### Document source
■ ■ ■ ■ ■
L’auteure, ou autrice, puisqu’aussi bien l’un et l’autre, l’un ou l’autre se dit ou se disent, poursuit dans son nouvel ouvrage paru dans la collection « Egale à égal » de Belin, son combat pour la féminisation du langage quand il s’agit des femmes. Reprenant les arguments que certains et hélas certaines ne veulent toujours pas entendre, la politologue rappelle en cinq courts chapitres une vision de la question du sexe des mots que l’on peut ainsi résumer : la langue est sexiste ; elle est façonnée par et pour les hommes ; il convient de mettre les mots au service de l’égalité ; un combat à langue armée est nécessaire pour vaincre les résistances qui constituent une violence faite aux femmes et à la mixité et il existe des chemins vers l’égalité.
On retiendra de cette lecture que rien ne sert d’espérer dans la naissance d’un neutre ou la promotion de l’épicène. Il faut appeler un chien un chien et une chienne une chienne, comme diraient les chattes de garde. A propos de langue armée, Claudie Baudino propose de s’emparer du caractère performatif de la langue pour ne pas hésiter à répéter les nécessaires féminisations et faisant fi des ricanements basés sur les connotations en retournant d’un humour léger le gras des blague salaces. Elle nous offre un bel exemple : Il faut employer l’expression « femme publique » pour désigner toutes celles qui consacrent leur vie au bien de la société, louer leur vertu et leur engagement au lieu de commenter leur situation familiale ou leur tenue vestimentaire ».
■ ■ ■ ■ ■
### Données fournies

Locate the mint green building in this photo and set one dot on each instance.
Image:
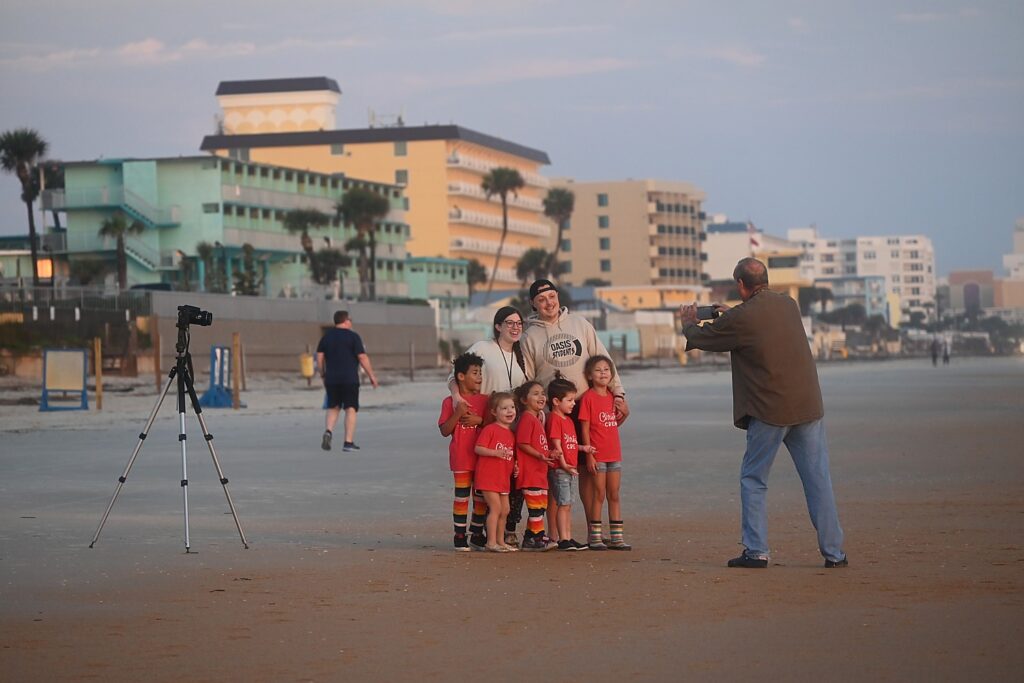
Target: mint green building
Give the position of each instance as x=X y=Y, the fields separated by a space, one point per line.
x=184 y=201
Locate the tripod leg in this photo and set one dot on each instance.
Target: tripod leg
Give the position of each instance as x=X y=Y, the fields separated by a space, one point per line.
x=213 y=454
x=184 y=460
x=138 y=446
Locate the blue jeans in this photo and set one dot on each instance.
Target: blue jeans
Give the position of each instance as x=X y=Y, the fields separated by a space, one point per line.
x=809 y=450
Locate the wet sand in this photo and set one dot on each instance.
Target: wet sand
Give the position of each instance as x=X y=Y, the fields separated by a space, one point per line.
x=350 y=573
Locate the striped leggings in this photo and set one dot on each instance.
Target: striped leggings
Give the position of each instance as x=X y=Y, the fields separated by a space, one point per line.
x=460 y=508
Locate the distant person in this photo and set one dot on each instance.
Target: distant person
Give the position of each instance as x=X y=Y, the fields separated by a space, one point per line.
x=599 y=434
x=496 y=466
x=462 y=424
x=504 y=370
x=777 y=399
x=339 y=355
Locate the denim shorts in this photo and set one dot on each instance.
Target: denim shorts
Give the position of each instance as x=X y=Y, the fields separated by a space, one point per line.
x=564 y=486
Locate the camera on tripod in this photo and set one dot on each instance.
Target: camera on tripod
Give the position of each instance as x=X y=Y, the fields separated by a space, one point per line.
x=194 y=315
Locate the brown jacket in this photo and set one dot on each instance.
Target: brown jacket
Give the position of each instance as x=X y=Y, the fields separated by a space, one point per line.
x=773 y=375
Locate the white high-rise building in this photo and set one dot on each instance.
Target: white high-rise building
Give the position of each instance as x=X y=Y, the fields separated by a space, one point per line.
x=906 y=262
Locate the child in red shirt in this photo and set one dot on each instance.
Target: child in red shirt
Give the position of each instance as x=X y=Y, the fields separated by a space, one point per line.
x=535 y=462
x=496 y=466
x=599 y=428
x=463 y=425
x=564 y=477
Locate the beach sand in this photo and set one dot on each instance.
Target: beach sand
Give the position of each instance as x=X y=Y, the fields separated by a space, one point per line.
x=350 y=574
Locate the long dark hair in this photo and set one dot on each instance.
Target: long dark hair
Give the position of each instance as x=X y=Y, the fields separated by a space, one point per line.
x=500 y=315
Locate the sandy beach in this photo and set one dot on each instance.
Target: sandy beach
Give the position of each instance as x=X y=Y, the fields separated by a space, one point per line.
x=350 y=574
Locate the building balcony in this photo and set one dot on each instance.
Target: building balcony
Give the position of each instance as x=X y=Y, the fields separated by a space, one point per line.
x=482 y=167
x=112 y=197
x=469 y=189
x=487 y=220
x=485 y=247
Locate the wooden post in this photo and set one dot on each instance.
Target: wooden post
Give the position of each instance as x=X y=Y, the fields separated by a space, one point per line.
x=242 y=357
x=236 y=370
x=97 y=369
x=412 y=359
x=158 y=375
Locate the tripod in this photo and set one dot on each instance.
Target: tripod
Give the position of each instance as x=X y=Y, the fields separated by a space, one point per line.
x=182 y=372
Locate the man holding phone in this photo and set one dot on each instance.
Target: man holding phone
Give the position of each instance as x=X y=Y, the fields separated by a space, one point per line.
x=777 y=399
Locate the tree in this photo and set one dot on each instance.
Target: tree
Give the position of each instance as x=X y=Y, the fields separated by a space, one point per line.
x=117 y=226
x=247 y=282
x=301 y=221
x=532 y=264
x=363 y=208
x=558 y=206
x=501 y=181
x=476 y=273
x=19 y=151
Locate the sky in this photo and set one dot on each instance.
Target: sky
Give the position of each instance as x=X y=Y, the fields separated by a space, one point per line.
x=858 y=117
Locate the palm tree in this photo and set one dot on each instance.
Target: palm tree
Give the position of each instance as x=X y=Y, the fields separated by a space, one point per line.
x=301 y=220
x=117 y=226
x=363 y=208
x=476 y=273
x=532 y=264
x=19 y=150
x=501 y=181
x=558 y=206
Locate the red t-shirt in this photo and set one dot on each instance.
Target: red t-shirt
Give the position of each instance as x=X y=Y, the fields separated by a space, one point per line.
x=562 y=428
x=532 y=472
x=600 y=413
x=462 y=458
x=495 y=473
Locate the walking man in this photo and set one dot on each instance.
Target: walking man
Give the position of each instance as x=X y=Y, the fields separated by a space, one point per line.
x=777 y=399
x=339 y=355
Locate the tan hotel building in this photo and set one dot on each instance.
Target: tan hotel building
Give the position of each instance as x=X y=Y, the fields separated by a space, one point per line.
x=634 y=232
x=290 y=122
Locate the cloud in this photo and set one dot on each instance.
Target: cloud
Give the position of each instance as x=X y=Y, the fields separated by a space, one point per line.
x=535 y=70
x=933 y=17
x=519 y=32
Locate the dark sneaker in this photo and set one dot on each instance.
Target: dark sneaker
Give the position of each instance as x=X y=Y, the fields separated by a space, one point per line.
x=749 y=562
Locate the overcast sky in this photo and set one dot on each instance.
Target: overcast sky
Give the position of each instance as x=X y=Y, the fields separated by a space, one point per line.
x=860 y=117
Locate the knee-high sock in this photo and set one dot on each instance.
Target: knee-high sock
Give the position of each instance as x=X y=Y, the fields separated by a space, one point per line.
x=537 y=506
x=479 y=514
x=460 y=508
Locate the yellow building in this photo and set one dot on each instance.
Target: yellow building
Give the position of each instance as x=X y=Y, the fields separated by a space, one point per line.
x=440 y=167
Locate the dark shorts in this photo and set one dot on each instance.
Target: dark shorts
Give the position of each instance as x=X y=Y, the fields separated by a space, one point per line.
x=343 y=395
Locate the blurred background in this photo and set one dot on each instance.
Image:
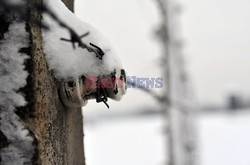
■ ■ ■ ■ ■
### Travail demandé
1 – Recopiez tout ce qui va de « L’auteure, ou autrice, puisqu’aussi » jusqu’à « chemins vers l’égalité. » dans le texte sur la féminisation de la langue.
2 – Réécrivez tout ce qui va du début des enregistrements jusqu’à la ligne contenant « x=350 y=573 » incluse, en remplaçant « set one dot » par « place one dot » sans rien modifier d’autre. Ne donnez que ces lignes et omettez les images.
Le texte et les enregistrements forment deux ensembles indépendants l’un de l’autre.

### Réponses ordonnées
1 –
L’auteure, ou autrice, puisqu’aussi bien l’un et l’autre, l’un ou l’autre se dit ou se disent, poursuit dans son nouvel ouvrage paru dans la collection « Egale à égal » de Belin, son combat pour la féminisation du langage quand il s’agit des femmes. Reprenant les arguments que certains et hélas certaines ne veulent toujours pas entendre, la politologue rappelle en cinq courts chapitres une vision de la question du sexe des mots que l’on peut ainsi résumer : la langue est sexiste ; elle est façonnée par et pour les hommes ; il convient de mettre les mots au service de l’égalité ; un combat à langue armée est nécessaire pour vaincre les résistances qui constituent une violence faite aux femmes et à la mixité et il existe des chemins vers l’égalité.

2 –
Locate the mint green building in this photo and place one dot on each instance.
Image:
Target: mint green building
Give the position of each instance as x=X y=Y, the fields separated by a space, one point per line.
x=184 y=201
Locate the tripod leg in this photo and place one dot on each instance.
Target: tripod leg
Give the position of each instance as x=X y=Y, the fields separated by a space, one point per line.
x=213 y=454
x=184 y=460
x=138 y=446
Locate the blue jeans in this photo and place one dot on each instance.
Target: blue jeans
Give the position of each instance as x=X y=Y, the fields separated by a space, one point per line.
x=809 y=450
Locate the wet sand in this photo and place one dot on each instance.
Target: wet sand
Give the position of each instance as x=X y=Y, the fields separated by a space, one point per line.
x=350 y=573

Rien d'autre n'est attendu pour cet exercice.